## Metin bloğu
..........
Yıldıray OĞUR
Bundan bir ay önce Türkiye’nin gündemi Suriye’de iktidarın elde ettiği zafer, yeni çözüm süreciydi.
Muhalefet iki konuya da çok hazırlıksız yakalanmıştı.
CHP lideri, kaçmak için Rus üssüne sığındığı sıralarda Esad’la acilen temas kurulmasını önermiş, muhalif kesimler 13 yıldır sürdürdükleri Esadçı ve Suriyeli düşmanı çizgiden çıkmakta zorlanmıştı.
Çözüm süreci adımı ise herkesin ezberini bozmuş, muhalefet “içi boş” dedikçe süreç ilerlemiş, muhalefet Kürtleri küstürmemekle iktidarın adımına destek vermiş olmamak arasında sıkışmıştı.
İktidar ise uzun bir süre sonra ilk kez içeride ve dışarıda pozitif bir gündem yaratıyor, tartışmaları belirliyor, Batılı liderler Erdoğan’ı arıyor, ziyaretine geliyordu.
Ahlaki ve moral üstünlük uzun bir süre sonra ilk kez iktidara geçmiş, “büyük siyaset”e hazırlıklı olmayan muhalefet savunmaya çekilmişti.
İşte bu sırada iktidarın geleneksel “küçük siyaset”i yine devreye girdi.
Üst üste gelen gözaltılar, davalar, İmamoğlu, çevresi ve yakın muhalif medyaya dönük baskılar, Suriyeliler gitmek için hazırlıklara başlayınca söyleyecek sözü bitmekte olan Ümit Özdağ’ın tutuklanması…
Üstelik bu küçük siyasetin hedefi olan seçimlere en iyi tahminle en az iki yıl varken.
Büyük siyasetle gündemi belirleyen, muhalefeti ülkeyi yönetmeye hazırlıksız göstermeyi başaran iktidar, küçük siyasetle pozitif gündemi berhava etti, topu yine muhalefetin sahasına taşıdı.
Devletin yargı gücünün muhaliflere karşı baskılar, tutuklamalar, davalar ile sert biçimde kullanılması muhalefeti canlandırdı, birlik fikrini güçlendirdi.
Buraya kadar olan kısımda büyük jüri olan halkın gözünde puan kaybedenin iktidar olduğunu önümüzdeki aylardaki anketler gösterecektir.
Peki muhalefet bu baskıyı karşılaşmakta başarılı mı?
İşte burada da muhalefetin yapısal sorunları, zihniyet açıkları ve organizasyonel zaafları devreye giriyor.
Gözaltılar, baskılar, şafak operasyonları, İmamoğlu’na doğru gelen dalgaya karşı ses çıkarıyor muhalefet.
Ama bunu yaparken kullandığı dil ve yöntemle halkın gündemi arasında tam bir senkronizasyon yok.
..........
## Görevler
1. İktidar ve muhalefet üzerine yazıdan "İşte burada da" ifadesinden başlayıp "bir senkronizasyon yok." ifadesine kadar, bu ifade de dahil olmak üzere, ilgili kısmı aynen tekrarlayın.
2. İktidar ve muhalefet üzerine yazıda, yazar adı dışında adı geçen bütün kişileri metinde geçiş sırasıyla listeleyin.

## Veri kümesi kesiti
..........
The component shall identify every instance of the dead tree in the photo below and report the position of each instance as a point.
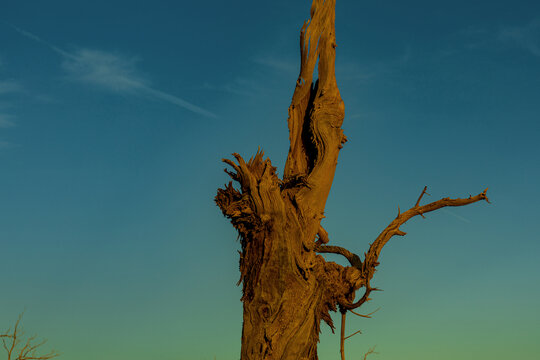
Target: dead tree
..........
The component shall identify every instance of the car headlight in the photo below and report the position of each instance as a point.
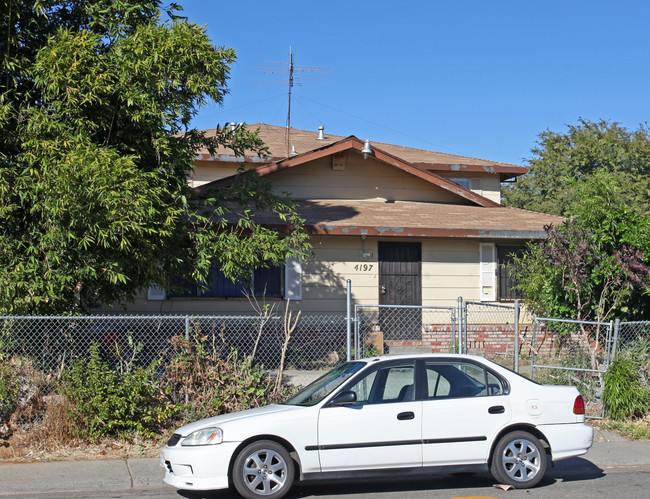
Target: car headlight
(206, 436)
..........
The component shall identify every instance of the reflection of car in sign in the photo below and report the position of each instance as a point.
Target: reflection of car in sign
..........
## Görevlerin yanıtları
1.
İşte burada da muhalefetin yapısal sorunları, zihniyet açıkları ve organizasyonel zaafları devreye giriyor.
Gözaltılar, baskılar, şafak operasyonları, İmamoğlu’na doğru gelen dalgaya karşı ses çıkarıyor muhalefet.
Ama bunu yaparken kullandığı dil ve yöntemle halkın gündemi arasında tam bir senkronizasyon yok.

2. Esad, Erdoğan, İmamoğlu, Ümit Özdağ